--- begin EXCERPTED RECORDS ---

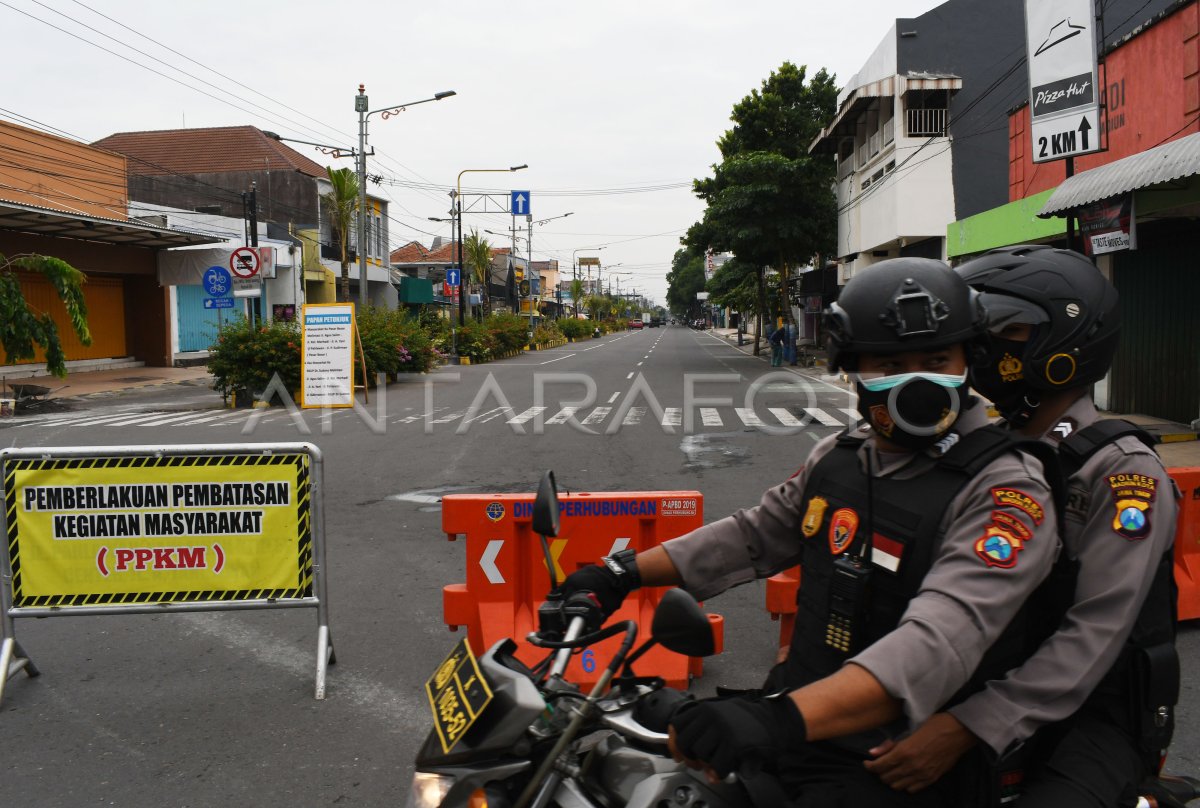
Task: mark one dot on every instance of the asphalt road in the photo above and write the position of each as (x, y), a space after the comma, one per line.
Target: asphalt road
(216, 707)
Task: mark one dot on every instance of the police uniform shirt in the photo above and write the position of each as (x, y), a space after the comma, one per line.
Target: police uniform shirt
(1119, 521)
(967, 597)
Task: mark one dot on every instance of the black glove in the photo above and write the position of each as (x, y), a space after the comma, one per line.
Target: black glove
(610, 581)
(726, 732)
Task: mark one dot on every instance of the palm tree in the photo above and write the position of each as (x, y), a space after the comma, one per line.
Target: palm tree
(23, 328)
(341, 204)
(477, 255)
(577, 294)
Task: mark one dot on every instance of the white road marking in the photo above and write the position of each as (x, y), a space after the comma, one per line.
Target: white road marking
(634, 417)
(598, 416)
(748, 417)
(785, 417)
(527, 416)
(822, 417)
(563, 416)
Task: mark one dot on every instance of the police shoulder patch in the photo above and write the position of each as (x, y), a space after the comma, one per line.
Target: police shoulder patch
(843, 527)
(1020, 501)
(1133, 495)
(999, 546)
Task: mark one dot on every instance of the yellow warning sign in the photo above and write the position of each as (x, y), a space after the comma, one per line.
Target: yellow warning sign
(159, 530)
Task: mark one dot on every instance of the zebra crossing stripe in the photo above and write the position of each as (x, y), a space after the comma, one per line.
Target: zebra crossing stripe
(749, 417)
(785, 417)
(169, 419)
(822, 417)
(527, 416)
(598, 416)
(563, 416)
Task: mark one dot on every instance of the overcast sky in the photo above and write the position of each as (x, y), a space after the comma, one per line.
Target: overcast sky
(598, 99)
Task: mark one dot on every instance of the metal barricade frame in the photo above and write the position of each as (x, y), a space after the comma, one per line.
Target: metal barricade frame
(13, 656)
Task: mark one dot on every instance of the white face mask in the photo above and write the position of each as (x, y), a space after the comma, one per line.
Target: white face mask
(876, 383)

--- end EXCERPTED RECORDS ---

▶ GOAL
Rewrite everything from the line containing "Task: mark one dot on every instance of the metal" down to the end of the records, requests included, and add 77 to each x and y coordinate in the answers. Reproduce only those lines.

▶ REPLY TO THE TASK
Task: mark one dot on every instance of the metal barricade frame in the photo above and write the position of each as (x, y), a space after the comma, one per line.
Target: metal barricade frame
(90, 733)
Task: mark one dot on every instance of the white face mask in the photo above and write the position of each as (x, y), a space after the comma, one per line.
Target: white face mask
(953, 460)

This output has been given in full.